Write out the entries below word for word, starting at the line that contains "One point per instance of the thin" and ending at the final line of the entries.

> _Supplied data_:

####

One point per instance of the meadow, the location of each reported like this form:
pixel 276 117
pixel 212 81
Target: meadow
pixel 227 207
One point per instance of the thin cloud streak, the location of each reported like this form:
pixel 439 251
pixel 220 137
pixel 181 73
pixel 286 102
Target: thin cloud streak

####

> _Result for this task_:
One point per instance of the thin cloud streak, the location of each reported like this form:
pixel 439 251
pixel 220 137
pixel 181 73
pixel 286 102
Target: thin cloud streak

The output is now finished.